◆ WHAT YOU SHOULD DO
Every word of every entry must be retyped exactly.
(EXERCISE INPUTS)
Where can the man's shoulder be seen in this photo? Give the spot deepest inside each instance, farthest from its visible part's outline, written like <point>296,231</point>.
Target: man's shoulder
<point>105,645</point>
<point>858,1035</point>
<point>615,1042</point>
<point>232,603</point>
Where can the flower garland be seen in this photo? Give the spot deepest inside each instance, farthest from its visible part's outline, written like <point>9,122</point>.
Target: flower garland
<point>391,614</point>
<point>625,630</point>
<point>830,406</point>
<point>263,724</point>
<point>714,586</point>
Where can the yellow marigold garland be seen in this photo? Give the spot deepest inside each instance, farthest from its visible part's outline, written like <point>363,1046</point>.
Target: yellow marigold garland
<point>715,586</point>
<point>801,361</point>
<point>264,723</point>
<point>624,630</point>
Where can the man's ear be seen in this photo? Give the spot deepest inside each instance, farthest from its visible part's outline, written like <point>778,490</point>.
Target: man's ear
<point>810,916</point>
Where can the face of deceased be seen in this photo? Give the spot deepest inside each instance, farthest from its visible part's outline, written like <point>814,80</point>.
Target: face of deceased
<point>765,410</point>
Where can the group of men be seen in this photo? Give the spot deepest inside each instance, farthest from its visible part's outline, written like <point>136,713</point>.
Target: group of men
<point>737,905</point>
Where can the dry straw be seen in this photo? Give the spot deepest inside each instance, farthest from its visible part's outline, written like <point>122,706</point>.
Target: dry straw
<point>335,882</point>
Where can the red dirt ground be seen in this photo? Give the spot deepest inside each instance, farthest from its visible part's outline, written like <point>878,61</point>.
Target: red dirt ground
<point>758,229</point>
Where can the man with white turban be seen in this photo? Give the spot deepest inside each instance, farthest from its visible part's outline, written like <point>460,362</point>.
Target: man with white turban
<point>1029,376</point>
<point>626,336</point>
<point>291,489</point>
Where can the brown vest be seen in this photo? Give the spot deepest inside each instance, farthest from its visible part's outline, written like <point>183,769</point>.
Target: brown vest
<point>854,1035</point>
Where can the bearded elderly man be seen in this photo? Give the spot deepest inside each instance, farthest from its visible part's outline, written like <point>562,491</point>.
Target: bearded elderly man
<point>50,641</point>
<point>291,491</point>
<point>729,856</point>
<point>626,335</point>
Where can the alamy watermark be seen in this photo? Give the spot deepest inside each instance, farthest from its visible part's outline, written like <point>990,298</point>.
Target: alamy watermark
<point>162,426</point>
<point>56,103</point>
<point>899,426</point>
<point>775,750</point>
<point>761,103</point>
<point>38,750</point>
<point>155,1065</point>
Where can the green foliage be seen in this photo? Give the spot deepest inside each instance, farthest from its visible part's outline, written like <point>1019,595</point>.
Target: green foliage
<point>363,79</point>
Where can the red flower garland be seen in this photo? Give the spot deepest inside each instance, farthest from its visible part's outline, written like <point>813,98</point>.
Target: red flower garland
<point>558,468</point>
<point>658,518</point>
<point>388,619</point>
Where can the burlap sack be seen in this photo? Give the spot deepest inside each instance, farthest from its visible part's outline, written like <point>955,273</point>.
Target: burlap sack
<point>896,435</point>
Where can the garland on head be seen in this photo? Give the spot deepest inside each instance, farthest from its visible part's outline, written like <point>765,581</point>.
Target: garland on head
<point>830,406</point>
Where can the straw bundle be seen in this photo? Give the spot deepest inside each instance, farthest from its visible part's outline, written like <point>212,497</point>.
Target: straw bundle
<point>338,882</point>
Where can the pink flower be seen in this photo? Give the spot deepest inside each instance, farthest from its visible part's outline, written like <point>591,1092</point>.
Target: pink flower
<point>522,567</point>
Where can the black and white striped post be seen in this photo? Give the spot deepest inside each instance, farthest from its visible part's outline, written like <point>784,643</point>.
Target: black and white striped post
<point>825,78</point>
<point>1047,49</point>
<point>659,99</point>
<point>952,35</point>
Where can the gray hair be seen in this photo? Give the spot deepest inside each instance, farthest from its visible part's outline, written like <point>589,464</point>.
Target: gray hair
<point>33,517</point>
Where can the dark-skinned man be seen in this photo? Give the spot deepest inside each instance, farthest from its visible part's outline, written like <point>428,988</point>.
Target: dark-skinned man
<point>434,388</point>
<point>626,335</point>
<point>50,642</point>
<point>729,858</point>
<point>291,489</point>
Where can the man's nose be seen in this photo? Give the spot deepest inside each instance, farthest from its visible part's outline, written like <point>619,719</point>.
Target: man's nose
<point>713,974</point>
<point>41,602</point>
(End EXERCISE INPUTS)
◆ ANSWER TO THE EXERCISE
Where can the man's shoulder be seen in this photo? Give the spot deepest inside each instance, farthest from its visible part's outline, written like <point>296,231</point>.
Target: man's shoulder
<point>105,645</point>
<point>858,1035</point>
<point>615,1042</point>
<point>232,603</point>
Where can the flower garland be seen in this photo? Give the spot deepest inside each instance, farthest from its visible part's outline, written like <point>9,122</point>.
Target: flower garland
<point>391,614</point>
<point>625,630</point>
<point>830,406</point>
<point>263,724</point>
<point>714,586</point>
Where can the yellow marigold garland be seen in this photo? Give the spot deepest inside each instance, farthest from its visible part's outline, written like <point>363,1046</point>.
Target: yellow marigold garland
<point>715,586</point>
<point>801,361</point>
<point>264,723</point>
<point>624,630</point>
Where can the man's ear be seen in this photo? Give the spot deepest inside each instance, farthest from its visible part's outline, written like <point>778,490</point>.
Target: man's ear
<point>810,916</point>
Where can the face of deceased be seen in this photo? Give the spot deepest inside each instance, farthest from its visible part's outline, written like <point>814,80</point>.
Target: face of deceased
<point>765,410</point>
Where can the group of men be seen in this photo? Give the spot deepest inside each instance, farthest from its visible part's outline, written like <point>136,713</point>.
Target: group of men
<point>737,905</point>
Where can the dry straw be seen in this photo? Give the spot deepest inside each instance, farthest from its visible part's outline, written like <point>122,706</point>.
Target: dry straw
<point>335,882</point>
Where can the red dirt ground be seen in this photo? Give the spot deepest inside each instance, farthest from its visible part's outline, written like <point>878,61</point>.
Target: red dirt ground
<point>758,229</point>
Where can the man with white turban be seen in this photo? Give the spot deepest inside each instance, farthest from its visible part's outline, written like <point>460,362</point>.
Target: man with white turban
<point>1029,376</point>
<point>626,336</point>
<point>291,489</point>
Where can the brown vest be seen in this photo? Give the spot deepest inside each instance, farthest from its visible part's outline, written like <point>183,769</point>.
Target: brown vest
<point>854,1035</point>
Where can the bearded elderly man be seen in this photo? Give the spot deepest inside each instance, farthest from its visible part's outline, written like <point>562,491</point>.
Target: bearded elderly man
<point>50,641</point>
<point>291,491</point>
<point>729,856</point>
<point>626,335</point>
Where can the alamy watermark be seen in this photo? Give the spot deepest inside each instance, farthest from its visible part's outline, written like <point>990,298</point>.
Target: alamy watermark
<point>162,426</point>
<point>56,103</point>
<point>899,426</point>
<point>775,750</point>
<point>761,103</point>
<point>38,750</point>
<point>155,1065</point>
Where can the green foliage be seen in this photo? Give the spot deepest inside each instance, farthest from its visible part's outline, written like <point>1019,595</point>.
Target: green foliage
<point>363,79</point>
Where can the red flower garland be seen in this photo? Give the spot deepest inside each instance, farthest from its visible part's outline, written like <point>813,98</point>.
Target: red flower garland
<point>558,468</point>
<point>658,518</point>
<point>388,619</point>
Where can the burlap sack be seen in this photo? Give the spot deepest inside each instance, farthest from its visible part's outline, written like <point>955,273</point>.
Target: burlap sack
<point>896,435</point>
Where can the garland on head be seen in this photo? Give the spot deepest inside each instance, farthest from its visible part's outline, written like <point>765,581</point>.
Target: garland on head
<point>830,406</point>
Where can the straw bundle be seen in this photo? Give the spot deepest inside each instance, farthest from its visible part's outline, written like <point>212,497</point>.
Target: straw bundle
<point>338,882</point>
Where can the pink flower be seen in this photo? Give the spot deepest inside each instance, farthest from its visible part's outline, written like <point>591,1092</point>.
Target: pink flower
<point>522,567</point>
Where can the black and white striped post be seen in this photo? Give the spot deepest inside each instance, farthest from its visible part's outline, written like <point>784,643</point>.
Target: black and white striped post
<point>825,78</point>
<point>1047,49</point>
<point>659,99</point>
<point>952,35</point>
Where can the gray hair be seen in this photo? Give the spot deepest inside each instance, farthest from its visible part's outline, written like <point>589,464</point>.
Target: gray hair
<point>33,517</point>
Where can the dark-skinned man be seen in this photo? Give the spot deepest inside each instance, farthest from its visible part's outline, written like <point>428,988</point>.
Target: dark-skinned man
<point>434,388</point>
<point>626,335</point>
<point>50,642</point>
<point>729,858</point>
<point>291,489</point>
Where can the man's nose be seen in this photo? Give the spot deepest inside each instance, farthest from its visible part's outline, written like <point>619,719</point>.
Target: man's nose
<point>713,974</point>
<point>41,602</point>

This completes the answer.